====== DATA EXTRACTS

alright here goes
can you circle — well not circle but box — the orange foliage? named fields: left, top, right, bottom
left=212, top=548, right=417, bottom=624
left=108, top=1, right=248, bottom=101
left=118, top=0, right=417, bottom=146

============

> [TO DO] Would you please write the entries out again in full, exactly as given?

> [SOLUTION FOR THIS TASK]
alright here goes
can you circle — well not circle but box — the orange foliage? named fields: left, top, right, bottom
left=212, top=548, right=417, bottom=624
left=108, top=1, right=248, bottom=101
left=118, top=0, right=417, bottom=146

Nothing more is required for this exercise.